What is needed
Please rewrite all the lines below as a Markdown table with the columns "Index" and "Line", numbering each row and skipping blank lines. Leave the pictures out of the answer.

[Start Dataset records]

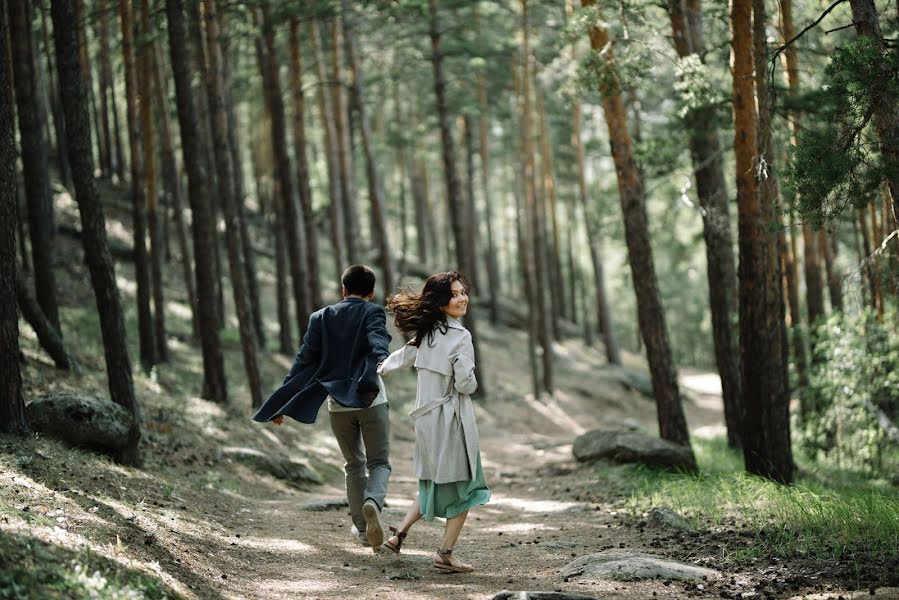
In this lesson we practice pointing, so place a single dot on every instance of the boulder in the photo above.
(620, 565)
(507, 595)
(628, 446)
(665, 518)
(81, 420)
(294, 473)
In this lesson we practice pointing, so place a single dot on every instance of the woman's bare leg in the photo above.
(450, 536)
(412, 515)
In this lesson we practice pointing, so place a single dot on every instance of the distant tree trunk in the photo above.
(886, 108)
(305, 189)
(603, 312)
(227, 194)
(459, 214)
(47, 335)
(554, 251)
(34, 159)
(760, 322)
(55, 102)
(105, 82)
(93, 223)
(492, 261)
(326, 114)
(705, 151)
(12, 407)
(148, 149)
(134, 100)
(375, 189)
(295, 250)
(172, 182)
(651, 316)
(214, 384)
(344, 148)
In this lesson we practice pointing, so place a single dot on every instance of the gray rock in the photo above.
(507, 595)
(621, 565)
(404, 576)
(665, 518)
(325, 505)
(81, 420)
(293, 472)
(629, 446)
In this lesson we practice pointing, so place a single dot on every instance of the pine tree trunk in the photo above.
(146, 64)
(305, 189)
(290, 213)
(766, 452)
(105, 81)
(604, 314)
(227, 194)
(93, 223)
(34, 159)
(705, 152)
(651, 316)
(492, 260)
(214, 383)
(459, 213)
(55, 102)
(172, 181)
(134, 100)
(12, 407)
(886, 108)
(375, 189)
(325, 109)
(344, 148)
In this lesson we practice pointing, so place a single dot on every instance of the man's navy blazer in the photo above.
(340, 354)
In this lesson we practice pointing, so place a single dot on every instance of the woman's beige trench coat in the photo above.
(446, 436)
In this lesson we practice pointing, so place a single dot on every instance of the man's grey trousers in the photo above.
(364, 439)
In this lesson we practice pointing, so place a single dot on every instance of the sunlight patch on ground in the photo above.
(530, 505)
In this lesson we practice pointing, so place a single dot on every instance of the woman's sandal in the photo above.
(399, 535)
(444, 562)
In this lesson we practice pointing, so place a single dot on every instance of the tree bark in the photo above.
(651, 316)
(34, 159)
(12, 407)
(147, 66)
(134, 100)
(708, 169)
(325, 109)
(227, 194)
(214, 383)
(299, 140)
(344, 148)
(886, 108)
(172, 181)
(375, 189)
(459, 213)
(765, 450)
(290, 213)
(93, 223)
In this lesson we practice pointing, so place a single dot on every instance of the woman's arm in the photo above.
(463, 367)
(402, 358)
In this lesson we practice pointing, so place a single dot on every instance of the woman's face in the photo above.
(458, 304)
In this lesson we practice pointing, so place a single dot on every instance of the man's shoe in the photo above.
(374, 531)
(360, 535)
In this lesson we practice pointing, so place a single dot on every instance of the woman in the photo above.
(446, 459)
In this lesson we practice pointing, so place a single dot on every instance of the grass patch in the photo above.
(32, 569)
(852, 520)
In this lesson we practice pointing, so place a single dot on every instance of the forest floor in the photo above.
(193, 523)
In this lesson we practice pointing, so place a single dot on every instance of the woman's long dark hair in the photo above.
(419, 315)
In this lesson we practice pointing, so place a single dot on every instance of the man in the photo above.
(338, 361)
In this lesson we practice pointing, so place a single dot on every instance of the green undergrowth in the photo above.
(823, 515)
(32, 569)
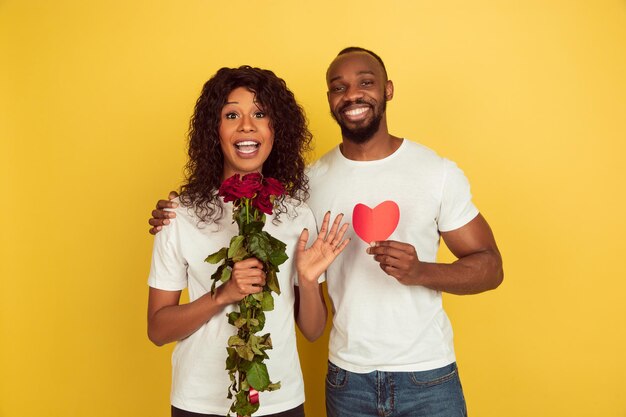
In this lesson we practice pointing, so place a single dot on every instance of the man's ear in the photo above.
(389, 90)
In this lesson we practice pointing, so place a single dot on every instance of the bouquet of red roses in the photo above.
(253, 197)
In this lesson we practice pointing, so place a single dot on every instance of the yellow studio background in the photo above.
(529, 98)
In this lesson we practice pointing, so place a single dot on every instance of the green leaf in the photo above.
(259, 246)
(233, 316)
(216, 276)
(267, 304)
(242, 404)
(257, 376)
(276, 244)
(225, 276)
(217, 256)
(253, 227)
(273, 387)
(235, 244)
(278, 257)
(235, 340)
(232, 360)
(245, 352)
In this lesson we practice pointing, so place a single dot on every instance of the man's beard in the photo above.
(361, 134)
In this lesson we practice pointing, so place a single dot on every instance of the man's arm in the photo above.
(477, 269)
(160, 216)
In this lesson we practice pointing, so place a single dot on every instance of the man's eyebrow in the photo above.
(368, 72)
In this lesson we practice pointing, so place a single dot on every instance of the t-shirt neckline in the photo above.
(386, 159)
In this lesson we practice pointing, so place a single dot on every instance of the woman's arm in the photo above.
(169, 321)
(310, 308)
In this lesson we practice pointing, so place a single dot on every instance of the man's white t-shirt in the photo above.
(380, 324)
(199, 377)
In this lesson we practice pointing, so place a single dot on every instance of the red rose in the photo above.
(250, 185)
(235, 187)
(263, 202)
(229, 188)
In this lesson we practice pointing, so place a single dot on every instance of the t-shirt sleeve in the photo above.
(457, 208)
(168, 269)
(308, 222)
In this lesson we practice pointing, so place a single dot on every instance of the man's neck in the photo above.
(379, 146)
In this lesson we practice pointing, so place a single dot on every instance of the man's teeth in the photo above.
(247, 146)
(356, 112)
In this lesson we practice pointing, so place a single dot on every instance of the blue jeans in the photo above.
(434, 393)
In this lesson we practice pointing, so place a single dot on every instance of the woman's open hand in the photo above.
(311, 262)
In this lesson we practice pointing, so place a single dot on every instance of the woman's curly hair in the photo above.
(286, 162)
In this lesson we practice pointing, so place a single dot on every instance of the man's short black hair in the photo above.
(367, 51)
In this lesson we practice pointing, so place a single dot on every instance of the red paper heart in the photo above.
(375, 224)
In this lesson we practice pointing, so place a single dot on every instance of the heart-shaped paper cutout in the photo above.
(375, 224)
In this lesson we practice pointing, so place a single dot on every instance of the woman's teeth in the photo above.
(247, 146)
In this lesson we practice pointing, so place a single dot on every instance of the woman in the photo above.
(246, 120)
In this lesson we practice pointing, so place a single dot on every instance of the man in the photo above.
(391, 350)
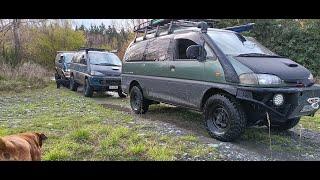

[End Dataset records]

Problem solution
| Index | Line |
|---|---|
| 1 | In this lesson we practice pointing, so place a single dot on every instance of the boulder in the photo above. |
| 2 | (620, 565) |
| 3 | (507, 595) |
| 4 | (628, 446) |
| 5 | (665, 518) |
| 6 | (81, 420) |
| 7 | (294, 473) |
| 8 | In this lesson we practice pointing, so place a single dot on every instance of the woman's bare leg in the photo above. |
| 9 | (450, 536) |
| 10 | (412, 515) |
| 11 | In this lesson we practice pointing, so place a single dot on every instance of the distant tree trunk in the photo above. |
| 12 | (886, 108) |
| 13 | (305, 189) |
| 14 | (603, 312) |
| 15 | (227, 194) |
| 16 | (459, 214) |
| 17 | (47, 335) |
| 18 | (554, 251) |
| 19 | (34, 159) |
| 20 | (760, 322) |
| 21 | (55, 102) |
| 22 | (105, 82) |
| 23 | (93, 223) |
| 24 | (492, 261) |
| 25 | (326, 114) |
| 26 | (705, 151) |
| 27 | (12, 407) |
| 28 | (148, 149) |
| 29 | (134, 100) |
| 30 | (375, 189) |
| 31 | (295, 250) |
| 32 | (172, 182) |
| 33 | (651, 316) |
| 34 | (214, 384) |
| 35 | (344, 148) |
| 36 | In this lesson we practice pointing, so place a single dot on every instance of the gray rock in the photo above. |
| 37 | (507, 595) |
| 38 | (621, 565) |
| 39 | (404, 576) |
| 40 | (665, 518) |
| 41 | (325, 505) |
| 42 | (81, 420) |
| 43 | (293, 472) |
| 44 | (629, 446) |
| 45 | In this lesson we practice pointing, so place a single dot on every instance of the pine tree trunk in the photo above. |
| 46 | (146, 64) |
| 47 | (305, 189) |
| 48 | (290, 213) |
| 49 | (766, 452) |
| 50 | (105, 81) |
| 51 | (604, 314) |
| 52 | (227, 194) |
| 53 | (93, 223) |
| 54 | (34, 159) |
| 55 | (705, 152) |
| 56 | (651, 316) |
| 57 | (492, 260) |
| 58 | (214, 383) |
| 59 | (459, 213) |
| 60 | (55, 102) |
| 61 | (172, 181) |
| 62 | (134, 100) |
| 63 | (12, 407) |
| 64 | (886, 108) |
| 65 | (375, 189) |
| 66 | (325, 109) |
| 67 | (344, 148) |
| 68 | In this lesson we practice pointing, so place a single dot on every instance of the man's navy blazer in the photo above. |
| 69 | (340, 354) |
| 70 | In this lesson we practice pointing, so place a single dot on every instance of the woman's beige trench coat in the photo above. |
| 71 | (446, 436) |
| 72 | In this lesson we practice pointing, so place a single dot on every instance of the man's grey trousers in the photo above. |
| 73 | (364, 439) |
| 74 | In this lesson we practice pointing, so place a single dot on every instance of the sunlight patch on ground in the photo above. |
| 75 | (530, 505) |
| 76 | In this lesson we practice pointing, so place a single dot on every instance of the woman's sandal in the photo above. |
| 77 | (399, 535) |
| 78 | (444, 562) |
| 79 | In this lesson we practice pointing, so place a single dot on every instance of the tree bark in the photo above. |
| 80 | (651, 316) |
| 81 | (34, 159) |
| 82 | (12, 407) |
| 83 | (147, 66) |
| 84 | (134, 100) |
| 85 | (708, 169) |
| 86 | (325, 109) |
| 87 | (227, 194) |
| 88 | (214, 383) |
| 89 | (299, 140) |
| 90 | (344, 148) |
| 91 | (886, 108) |
| 92 | (172, 181) |
| 93 | (375, 189) |
| 94 | (459, 213) |
| 95 | (765, 450) |
| 96 | (290, 213) |
| 97 | (93, 223) |
| 98 | In this lesson we practice pointing, so place a single dot on every instance of the woman's arm in the photo above. |
| 99 | (463, 367) |
| 100 | (402, 358) |
| 101 | In this lesson we practice pointing, so place a single dot on every instance of the woman's face in the photo above. |
| 102 | (458, 304) |
| 103 | In this lesson we practice pointing, so place a single dot on every instance of the man's shoe in the photo above. |
| 104 | (374, 531) |
| 105 | (360, 535) |
| 106 | In this lesson we practice pointing, so place a single dot on every instance of the woman in the photo above. |
| 107 | (446, 459) |
| 108 | In this lesson we practice pointing, so place a single dot on every instance of the grass patch in the photo above. |
| 109 | (32, 569) |
| 110 | (852, 520) |
| 111 | In this lesson we practice pointing, so place a single dot on every instance of the forest floor in the photo above. |
| 112 | (193, 523) |
| 113 | In this lesson we practice pointing, so place a single dot on every instance of the woman's long dark hair in the photo above. |
| 114 | (419, 315) |
| 115 | In this lesson we practice pointing, so place a single dot on every instance of the man in the photo above. |
| 116 | (338, 361) |
| 117 | In this lesson we practice pointing, so place a single dot on every instance of the green undergrowth in the photo above. |
| 118 | (823, 515) |
| 119 | (32, 569) |
| 120 | In this lesson we practice pointing, so place a single dot on every instance of the man's ear in the photo above. |
| 121 | (389, 90) |
| 122 | In this lesson we practice pointing, so place a single dot on every instance of the bouquet of red roses in the photo above. |
| 123 | (253, 197) |
| 124 | In this lesson we practice pointing, so place a single dot on every instance of the yellow studio background in the photo above. |
| 125 | (529, 98) |
| 126 | In this lesson we practice pointing, so place a single dot on every instance of the green leaf in the photo above. |
| 127 | (259, 246) |
| 128 | (233, 316) |
| 129 | (216, 276) |
| 130 | (267, 304) |
| 131 | (242, 404) |
| 132 | (257, 376) |
| 133 | (276, 244) |
| 134 | (225, 276) |
| 135 | (217, 256) |
| 136 | (253, 227) |
| 137 | (273, 387) |
| 138 | (235, 244) |
| 139 | (278, 257) |
| 140 | (235, 340) |
| 141 | (232, 360) |
| 142 | (245, 352) |
| 143 | In this lesson we practice pointing, so place a single dot on every instance of the man's beard in the photo above. |
| 144 | (361, 134) |
| 145 | In this lesson we practice pointing, so place a single dot on every instance of the man's arm in the photo above. |
| 146 | (477, 269) |
| 147 | (160, 216) |
| 148 | In this lesson we practice pointing, so place a single dot on every instance of the man's eyebrow in the photo above. |
| 149 | (368, 72) |
| 150 | In this lesson we practice pointing, so place a single dot on every instance of the t-shirt neckline in the photo above. |
| 151 | (386, 159) |
| 152 | In this lesson we practice pointing, so place a single dot on every instance of the woman's arm in the photo above. |
| 153 | (169, 321) |
| 154 | (310, 308) |
| 155 | In this lesson we practice pointing, so place a single dot on every instance of the man's white t-shirt in the photo above. |
| 156 | (380, 324) |
| 157 | (199, 377) |
| 158 | In this lesson we practice pointing, so place a single dot on every instance of the red rose in the photo above. |
| 159 | (250, 185) |
| 160 | (235, 187) |
| 161 | (263, 202) |
| 162 | (229, 188) |
| 163 | In this lesson we practice pointing, so place a single dot on every instance of the t-shirt sleeve in the photo above. |
| 164 | (457, 208) |
| 165 | (168, 269) |
| 166 | (308, 222) |
| 167 | In this lesson we practice pointing, so place a single dot on every instance of the man's neck in the photo above. |
| 168 | (379, 146) |
| 169 | In this lesson we practice pointing, so place a single dot on every instance of the man's teeth in the photo above. |
| 170 | (247, 146) |
| 171 | (356, 112) |
| 172 | In this lesson we practice pointing, so place a single dot on every instance of the blue jeans in the photo above. |
| 173 | (434, 393) |
| 174 | In this lesson we practice pointing, so place a single dot on every instance of the woman's open hand in the photo above. |
| 175 | (311, 262) |
| 176 | In this lesson we practice pointing, so place a single dot on every instance of the woman's curly hair in the photo above. |
| 177 | (286, 162) |
| 178 | In this lesson we practice pointing, so place a single dot on every instance of the man's short black hair in the photo above. |
| 179 | (367, 51) |
| 180 | In this lesson we practice pointing, so place a single dot on every instance of the red paper heart in the photo above. |
| 181 | (375, 224) |
| 182 | In this lesson we practice pointing, so place a single dot on every instance of the heart-shaped paper cutout in the photo above. |
| 183 | (375, 224) |
| 184 | In this lesson we practice pointing, so place a single dot on every instance of the woman's teeth in the photo above. |
| 185 | (247, 146) |
| 186 | In this lesson we practice pointing, so place a single dot on every instance of the woman in the photo above. |
| 187 | (246, 120) |
| 188 | In this lesson we practice pointing, so place a single dot on every instance of the man in the photo above. |
| 189 | (391, 350) |